Extracted data start

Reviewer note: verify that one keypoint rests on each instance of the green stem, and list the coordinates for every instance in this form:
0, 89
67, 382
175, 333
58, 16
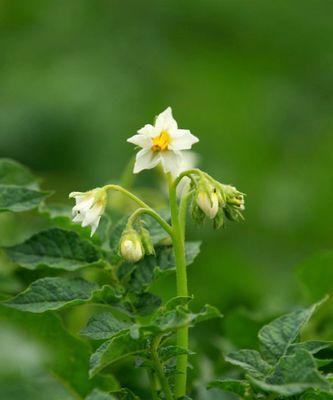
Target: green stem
153, 386
154, 215
159, 369
128, 194
183, 209
188, 173
179, 251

Extracted data end

» Direction
Each entry must be retyped word for word, with every image omitted.

» Worked answer
Reviewer note: verify that one keypoint rests on each instance of the green stem, and list the coordinates for every instance in this form:
0, 89
67, 382
175, 333
58, 16
Target: green stem
153, 386
154, 215
159, 369
128, 194
183, 209
188, 173
179, 251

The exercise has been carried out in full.